Problem statement
Print the passage below about Curry and Reggie Lewis word for word, from "Wow. This is" to "up some points?".

Provided passage
"""
Wow. This is a loaded and truly fascinating situation. Were the Bulls being prudent in requiring the DNA test, or were they violating the ADA? Were they concerned for Curry’s well being or the team’s bottom line? Are the Knicks and their team doctors opening themselves to lawsuits (from Curry’s family, no less) for allowing him to play without knowing the details of his condition? Is the life of a 22 year old worth the risk, if he can pull down the boards and put up some points?
Hollinger has a rather scathing analysis of the risks the Knicks are taking: not the health risks per se, but the impact on the team’s future performance. He’s not impressed with their risk management skills.
The Death of Reggie Lewis
This situation brings to mind the saga of Reggie Lewis, the former Boston Celtics captain whose death from a heart ailment in 1993 is still wending its way through the courts. (A thorough and lucid summary of the story can be found here.) Lewis passed out briefly during a playoff game. He was sent to New England Baptist hospital where he underwent a number of tests supervised by a team of 12 of the most respected cardiologists in the Boston area. This team was called “The Dream Team” based on a similar phrase to describe the superior talent of the gold medal winning USA basketball of 1992. After thorough testing, the Dream Team diagnosed Lewis to be suffering from ventricular tachycardia, the most dangerous form of arrhythmia. The cause of this was believed to be focal cardiomyopathy, a disease of heart muscle. Of the various forms of arrhythmia, some are harmless and others are potentially life-threatening, such as this diagnosed one. Dr. Stanley Lewis, director of clinical cardiology at New England Deaconess Hospital and member of the Dream Team, said, “When you talk about arrhythmia’s that result in loss of consciousness’ you’re dealing with a deadly arrhythmia.”
"""
Dataset
"""
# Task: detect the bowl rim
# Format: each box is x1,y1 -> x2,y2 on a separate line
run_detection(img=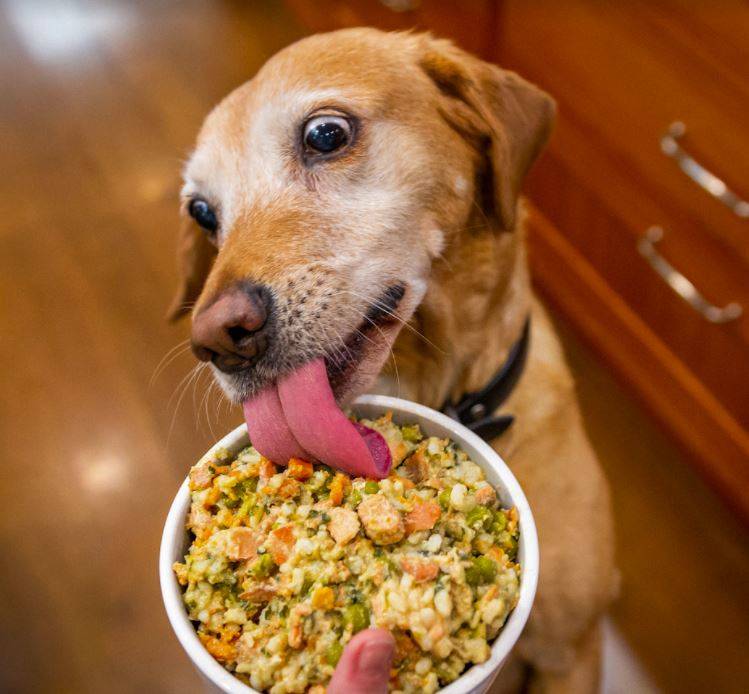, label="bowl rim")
159,395 -> 539,694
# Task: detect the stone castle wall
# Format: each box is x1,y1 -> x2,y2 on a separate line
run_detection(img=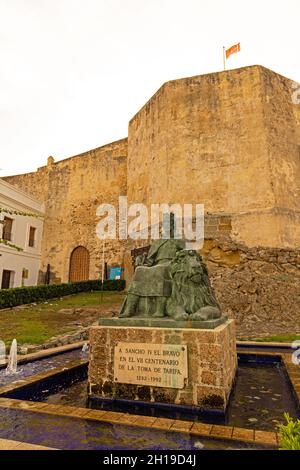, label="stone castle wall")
128,66 -> 300,247
6,139 -> 127,282
5,66 -> 300,302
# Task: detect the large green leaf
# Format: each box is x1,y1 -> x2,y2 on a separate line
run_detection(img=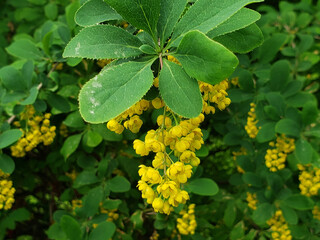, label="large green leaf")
188,178 -> 219,196
63,25 -> 142,59
174,31 -> 238,84
104,0 -> 160,40
158,0 -> 187,45
207,8 -> 261,38
0,129 -> 22,149
79,61 -> 153,123
75,0 -> 121,27
172,0 -> 262,39
159,59 -> 202,118
213,23 -> 264,53
89,222 -> 116,240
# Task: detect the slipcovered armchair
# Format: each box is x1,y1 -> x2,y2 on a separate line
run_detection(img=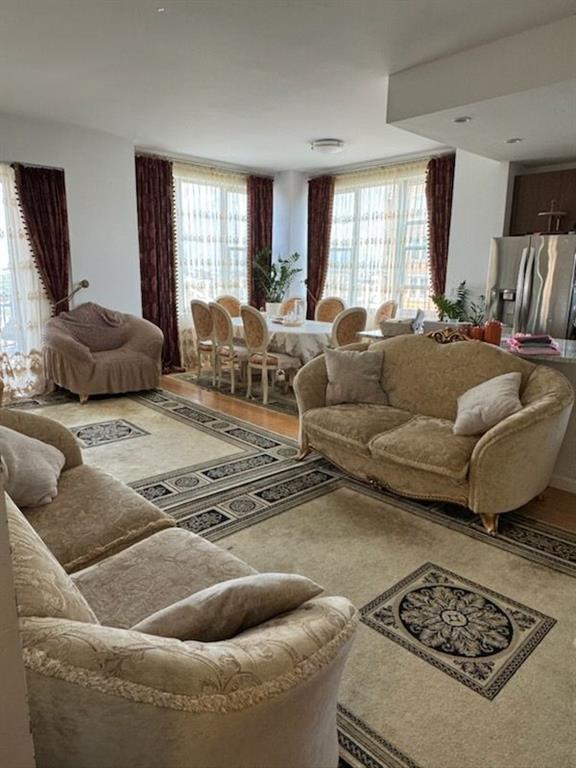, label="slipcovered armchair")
43,302 -> 164,403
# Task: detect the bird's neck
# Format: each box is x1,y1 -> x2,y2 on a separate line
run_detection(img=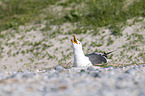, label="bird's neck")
74,50 -> 86,67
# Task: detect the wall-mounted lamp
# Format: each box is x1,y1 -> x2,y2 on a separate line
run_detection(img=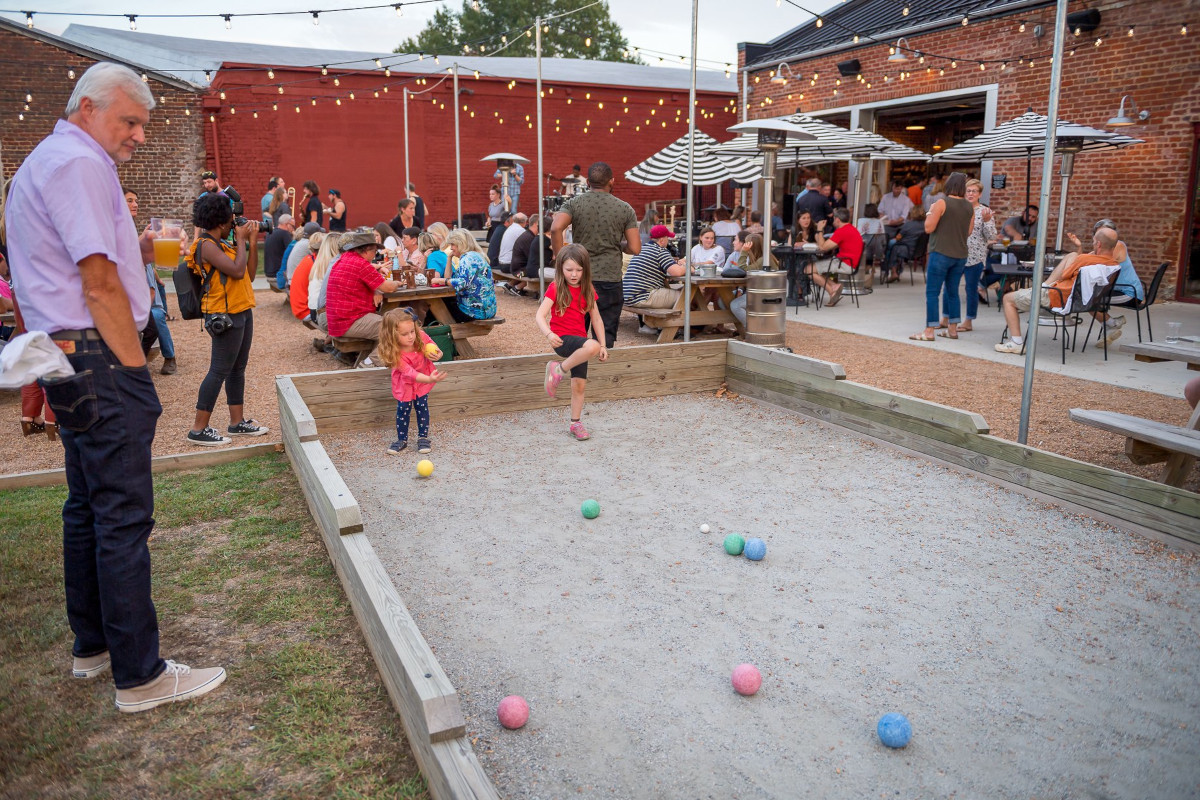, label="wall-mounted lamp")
1108,95 -> 1150,128
770,61 -> 796,86
888,36 -> 908,64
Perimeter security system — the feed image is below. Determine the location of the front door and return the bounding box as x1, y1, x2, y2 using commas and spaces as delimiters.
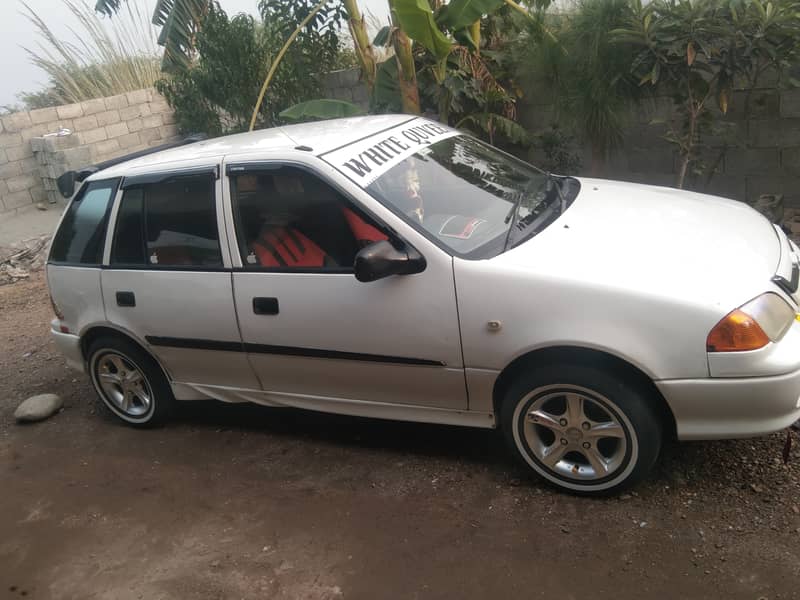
101, 168, 258, 388
227, 163, 467, 410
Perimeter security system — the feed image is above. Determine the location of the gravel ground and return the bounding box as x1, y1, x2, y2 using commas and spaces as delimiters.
0, 274, 800, 600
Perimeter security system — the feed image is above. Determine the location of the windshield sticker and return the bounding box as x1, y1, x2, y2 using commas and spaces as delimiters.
321, 119, 458, 187
439, 215, 486, 240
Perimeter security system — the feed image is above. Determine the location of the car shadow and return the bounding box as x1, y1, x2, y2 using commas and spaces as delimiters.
172, 400, 521, 477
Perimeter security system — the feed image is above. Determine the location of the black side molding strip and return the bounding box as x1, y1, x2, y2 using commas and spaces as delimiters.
144, 335, 244, 352
145, 335, 447, 367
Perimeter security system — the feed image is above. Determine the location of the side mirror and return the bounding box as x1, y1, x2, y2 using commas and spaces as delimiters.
56, 171, 76, 200
355, 240, 427, 282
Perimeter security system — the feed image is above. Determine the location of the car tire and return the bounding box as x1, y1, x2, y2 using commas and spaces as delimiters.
500, 365, 663, 495
87, 337, 175, 427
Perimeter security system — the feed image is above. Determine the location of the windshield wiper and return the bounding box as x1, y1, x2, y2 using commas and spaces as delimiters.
503, 171, 566, 252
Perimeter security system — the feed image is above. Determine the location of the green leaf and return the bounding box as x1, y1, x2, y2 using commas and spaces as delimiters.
453, 28, 478, 50
436, 0, 505, 31
370, 58, 402, 112
278, 98, 364, 122
394, 0, 453, 60
372, 25, 392, 46
94, 0, 122, 17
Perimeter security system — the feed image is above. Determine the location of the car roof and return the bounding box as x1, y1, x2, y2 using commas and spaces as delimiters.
88, 115, 417, 181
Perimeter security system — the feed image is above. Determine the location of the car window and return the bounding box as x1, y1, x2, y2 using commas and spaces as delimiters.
230, 166, 389, 270
50, 179, 119, 265
111, 174, 222, 268
366, 135, 572, 259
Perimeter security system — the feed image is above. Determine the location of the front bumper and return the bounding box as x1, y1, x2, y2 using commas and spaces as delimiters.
655, 370, 800, 440
50, 328, 86, 373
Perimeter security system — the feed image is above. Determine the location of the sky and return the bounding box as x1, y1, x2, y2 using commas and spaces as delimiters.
0, 0, 389, 106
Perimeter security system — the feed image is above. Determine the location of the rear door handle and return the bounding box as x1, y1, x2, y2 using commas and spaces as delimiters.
117, 292, 136, 306
253, 298, 280, 315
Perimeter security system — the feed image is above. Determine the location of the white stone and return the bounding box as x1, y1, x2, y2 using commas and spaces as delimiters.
14, 394, 64, 423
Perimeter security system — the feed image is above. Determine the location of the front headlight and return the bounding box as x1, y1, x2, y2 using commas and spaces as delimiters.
706, 292, 795, 352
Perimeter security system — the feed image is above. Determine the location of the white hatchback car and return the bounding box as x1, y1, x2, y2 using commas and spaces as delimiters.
47, 116, 800, 493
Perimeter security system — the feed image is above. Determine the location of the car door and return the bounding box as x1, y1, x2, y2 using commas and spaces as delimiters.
226, 162, 467, 410
102, 165, 258, 389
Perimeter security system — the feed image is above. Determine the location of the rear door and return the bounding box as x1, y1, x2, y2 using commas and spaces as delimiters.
102, 165, 258, 388
227, 162, 467, 411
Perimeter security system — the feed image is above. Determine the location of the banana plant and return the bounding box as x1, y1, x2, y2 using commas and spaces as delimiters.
94, 0, 210, 72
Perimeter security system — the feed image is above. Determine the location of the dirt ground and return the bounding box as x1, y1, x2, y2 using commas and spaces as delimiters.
0, 275, 800, 600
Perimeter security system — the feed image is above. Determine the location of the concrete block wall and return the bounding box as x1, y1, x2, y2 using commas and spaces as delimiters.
0, 89, 178, 219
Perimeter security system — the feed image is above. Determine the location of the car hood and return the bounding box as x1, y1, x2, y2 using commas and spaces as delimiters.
494, 178, 781, 312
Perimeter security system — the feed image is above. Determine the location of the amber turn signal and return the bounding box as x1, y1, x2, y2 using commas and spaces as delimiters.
706, 309, 770, 352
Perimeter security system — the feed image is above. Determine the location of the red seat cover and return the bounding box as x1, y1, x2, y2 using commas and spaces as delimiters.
253, 227, 325, 268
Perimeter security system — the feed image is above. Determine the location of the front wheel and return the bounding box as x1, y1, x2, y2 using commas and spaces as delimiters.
501, 365, 662, 494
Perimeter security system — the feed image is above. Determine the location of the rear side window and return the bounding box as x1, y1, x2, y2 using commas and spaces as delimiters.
111, 173, 222, 268
50, 179, 119, 265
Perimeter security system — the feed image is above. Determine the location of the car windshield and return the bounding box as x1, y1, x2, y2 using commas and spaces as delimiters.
367, 135, 566, 259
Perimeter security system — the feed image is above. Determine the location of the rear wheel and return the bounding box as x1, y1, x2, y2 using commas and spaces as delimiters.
501, 365, 662, 494
88, 337, 175, 427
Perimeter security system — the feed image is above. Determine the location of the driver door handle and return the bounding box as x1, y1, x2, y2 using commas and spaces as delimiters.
253, 298, 280, 315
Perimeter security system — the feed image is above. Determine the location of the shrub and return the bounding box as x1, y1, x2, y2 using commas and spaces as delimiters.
156, 0, 346, 135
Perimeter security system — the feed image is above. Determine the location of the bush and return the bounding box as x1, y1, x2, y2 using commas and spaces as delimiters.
156, 0, 346, 136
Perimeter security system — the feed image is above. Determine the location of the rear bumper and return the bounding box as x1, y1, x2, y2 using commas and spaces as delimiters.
50, 329, 86, 373
655, 370, 800, 440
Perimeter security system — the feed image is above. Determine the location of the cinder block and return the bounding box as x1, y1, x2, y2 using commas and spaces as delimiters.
72, 115, 99, 133
781, 89, 800, 117
56, 104, 83, 119
20, 156, 39, 174
125, 89, 150, 105
95, 109, 120, 127
747, 118, 800, 148
2, 111, 33, 133
725, 148, 781, 175
3, 190, 33, 210
747, 175, 798, 202
106, 121, 129, 139
6, 174, 39, 192
117, 133, 142, 149
103, 94, 128, 110
781, 147, 800, 176
127, 118, 144, 133
0, 133, 22, 148
61, 142, 91, 165
147, 96, 172, 114
119, 104, 150, 122
46, 119, 73, 133
28, 107, 58, 125
81, 98, 106, 115
92, 139, 119, 157
0, 160, 22, 179
6, 144, 33, 161
19, 123, 50, 144
142, 115, 163, 129
139, 127, 161, 144
158, 125, 178, 143
77, 127, 108, 144
28, 185, 47, 204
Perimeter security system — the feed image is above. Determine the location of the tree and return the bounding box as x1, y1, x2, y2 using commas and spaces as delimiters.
514, 0, 642, 176
156, 0, 339, 135
614, 0, 800, 188
94, 0, 212, 72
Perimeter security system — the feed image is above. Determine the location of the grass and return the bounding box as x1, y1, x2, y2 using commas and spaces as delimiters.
21, 0, 162, 104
"""
Task result
Wow. This is a loaded and truly fascinating situation. Were the Bulls being prudent in requiring the DNA test, or were they violating the ADA? Were they concerned for Curry’s well being or the team’s bottom line? Are the Knicks and their team doctors opening themselves to lawsuits (from Curry’s family, no less) for allowing him to play without knowing the details of his condition? Is the life of a 22 year old worth the risk, if he can pull down the boards and put up some points?